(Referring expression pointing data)
▬▬▬▬▬▬▬▬▬▬

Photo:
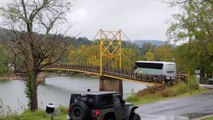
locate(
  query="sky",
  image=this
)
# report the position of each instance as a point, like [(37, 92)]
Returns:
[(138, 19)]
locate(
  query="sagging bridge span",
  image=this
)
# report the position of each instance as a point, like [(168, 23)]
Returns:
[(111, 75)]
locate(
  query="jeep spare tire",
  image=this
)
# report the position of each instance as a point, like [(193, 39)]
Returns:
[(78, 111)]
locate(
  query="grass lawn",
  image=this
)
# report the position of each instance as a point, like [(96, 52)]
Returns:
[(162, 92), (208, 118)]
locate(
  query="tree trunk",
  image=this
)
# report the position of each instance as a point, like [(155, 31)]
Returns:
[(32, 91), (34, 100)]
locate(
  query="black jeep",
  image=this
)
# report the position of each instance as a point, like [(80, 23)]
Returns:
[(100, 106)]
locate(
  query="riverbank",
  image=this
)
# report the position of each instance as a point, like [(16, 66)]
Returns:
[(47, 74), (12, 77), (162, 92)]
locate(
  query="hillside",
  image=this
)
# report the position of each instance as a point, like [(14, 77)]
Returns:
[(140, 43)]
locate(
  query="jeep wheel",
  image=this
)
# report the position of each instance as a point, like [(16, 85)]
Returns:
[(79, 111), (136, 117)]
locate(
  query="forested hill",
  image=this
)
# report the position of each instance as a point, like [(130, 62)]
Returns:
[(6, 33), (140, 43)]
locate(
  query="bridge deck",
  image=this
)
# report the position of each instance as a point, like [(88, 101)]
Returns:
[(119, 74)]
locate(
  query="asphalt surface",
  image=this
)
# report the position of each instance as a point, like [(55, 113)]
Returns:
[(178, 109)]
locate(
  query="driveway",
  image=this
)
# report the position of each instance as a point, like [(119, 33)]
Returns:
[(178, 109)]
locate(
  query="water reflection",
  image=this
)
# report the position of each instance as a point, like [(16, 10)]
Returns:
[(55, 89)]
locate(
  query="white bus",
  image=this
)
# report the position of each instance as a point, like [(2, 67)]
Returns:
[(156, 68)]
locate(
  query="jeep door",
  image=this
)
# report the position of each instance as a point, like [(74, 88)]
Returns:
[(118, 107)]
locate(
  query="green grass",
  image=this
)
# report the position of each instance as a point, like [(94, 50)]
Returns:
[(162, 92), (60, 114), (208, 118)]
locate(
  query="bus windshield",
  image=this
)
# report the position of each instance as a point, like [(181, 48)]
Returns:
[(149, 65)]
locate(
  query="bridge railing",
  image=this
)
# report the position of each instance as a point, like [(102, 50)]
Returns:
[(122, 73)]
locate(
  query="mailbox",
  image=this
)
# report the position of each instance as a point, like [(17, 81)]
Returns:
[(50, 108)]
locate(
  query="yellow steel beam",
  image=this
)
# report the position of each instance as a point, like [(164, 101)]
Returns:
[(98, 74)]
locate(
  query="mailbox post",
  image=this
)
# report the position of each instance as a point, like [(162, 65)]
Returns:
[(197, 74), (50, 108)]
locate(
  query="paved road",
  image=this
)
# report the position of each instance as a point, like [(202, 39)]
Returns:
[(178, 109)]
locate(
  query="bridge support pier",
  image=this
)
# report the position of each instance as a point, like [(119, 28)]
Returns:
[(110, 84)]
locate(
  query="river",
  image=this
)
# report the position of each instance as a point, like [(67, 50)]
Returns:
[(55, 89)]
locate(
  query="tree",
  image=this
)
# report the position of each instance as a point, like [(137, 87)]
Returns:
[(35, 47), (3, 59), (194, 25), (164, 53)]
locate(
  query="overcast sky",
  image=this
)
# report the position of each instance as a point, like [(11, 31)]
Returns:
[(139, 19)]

▬▬▬▬▬▬▬▬▬▬

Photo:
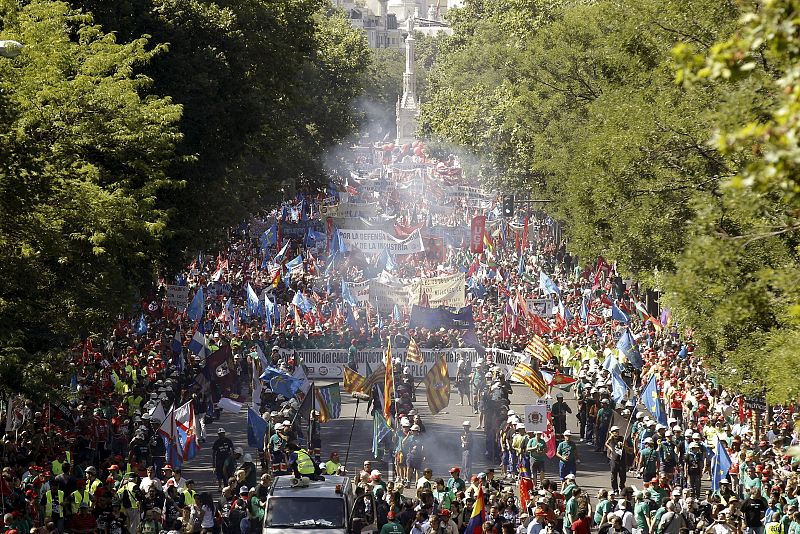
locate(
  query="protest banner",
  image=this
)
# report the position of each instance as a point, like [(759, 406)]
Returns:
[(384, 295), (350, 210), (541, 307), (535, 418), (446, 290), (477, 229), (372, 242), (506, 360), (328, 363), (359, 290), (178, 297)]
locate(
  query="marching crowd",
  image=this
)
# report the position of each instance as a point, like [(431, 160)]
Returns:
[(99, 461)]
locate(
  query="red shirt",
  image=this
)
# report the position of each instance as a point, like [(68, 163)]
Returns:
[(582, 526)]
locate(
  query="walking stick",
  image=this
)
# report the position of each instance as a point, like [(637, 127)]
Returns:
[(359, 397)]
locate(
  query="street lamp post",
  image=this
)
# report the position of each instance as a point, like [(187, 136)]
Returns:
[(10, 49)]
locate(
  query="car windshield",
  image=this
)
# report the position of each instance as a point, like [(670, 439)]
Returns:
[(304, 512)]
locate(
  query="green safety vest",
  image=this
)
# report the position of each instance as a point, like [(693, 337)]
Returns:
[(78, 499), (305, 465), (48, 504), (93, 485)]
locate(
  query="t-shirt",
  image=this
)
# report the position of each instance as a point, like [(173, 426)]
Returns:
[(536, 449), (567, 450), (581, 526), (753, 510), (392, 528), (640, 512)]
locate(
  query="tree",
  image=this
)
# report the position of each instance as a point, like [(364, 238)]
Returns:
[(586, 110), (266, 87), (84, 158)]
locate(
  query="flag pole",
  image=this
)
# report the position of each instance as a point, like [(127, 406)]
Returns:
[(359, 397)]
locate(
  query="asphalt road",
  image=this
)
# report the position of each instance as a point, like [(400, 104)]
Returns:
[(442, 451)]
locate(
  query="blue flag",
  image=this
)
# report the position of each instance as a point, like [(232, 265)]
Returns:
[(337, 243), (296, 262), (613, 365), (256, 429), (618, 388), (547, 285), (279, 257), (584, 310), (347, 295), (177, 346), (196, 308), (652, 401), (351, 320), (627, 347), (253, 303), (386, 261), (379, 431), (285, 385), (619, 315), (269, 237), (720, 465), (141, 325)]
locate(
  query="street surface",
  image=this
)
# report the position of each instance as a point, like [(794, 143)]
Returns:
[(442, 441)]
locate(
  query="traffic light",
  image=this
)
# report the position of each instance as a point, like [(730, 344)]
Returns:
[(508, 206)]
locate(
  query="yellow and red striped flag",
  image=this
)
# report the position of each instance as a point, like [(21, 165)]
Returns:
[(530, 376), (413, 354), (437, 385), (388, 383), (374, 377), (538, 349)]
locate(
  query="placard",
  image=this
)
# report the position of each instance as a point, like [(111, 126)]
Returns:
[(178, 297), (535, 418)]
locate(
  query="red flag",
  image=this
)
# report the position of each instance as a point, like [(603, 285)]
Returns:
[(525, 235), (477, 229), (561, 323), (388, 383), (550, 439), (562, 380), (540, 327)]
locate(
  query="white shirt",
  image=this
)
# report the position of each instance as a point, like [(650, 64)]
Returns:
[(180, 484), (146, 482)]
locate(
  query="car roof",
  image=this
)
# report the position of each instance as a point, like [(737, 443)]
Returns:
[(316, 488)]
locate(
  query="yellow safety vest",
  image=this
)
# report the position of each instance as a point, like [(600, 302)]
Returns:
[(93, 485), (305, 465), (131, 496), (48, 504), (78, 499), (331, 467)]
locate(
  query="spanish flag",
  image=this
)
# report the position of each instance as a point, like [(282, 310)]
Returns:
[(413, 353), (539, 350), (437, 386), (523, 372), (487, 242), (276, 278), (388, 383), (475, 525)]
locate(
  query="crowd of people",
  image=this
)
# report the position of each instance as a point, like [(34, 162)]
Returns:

▬▬▬▬▬▬▬▬▬▬

Exercise instructions ->
All lines in the preceding records that hold the word "post" need to be copied.

Exercise solution ->
  query="mailbox post",
  query="street lamp post",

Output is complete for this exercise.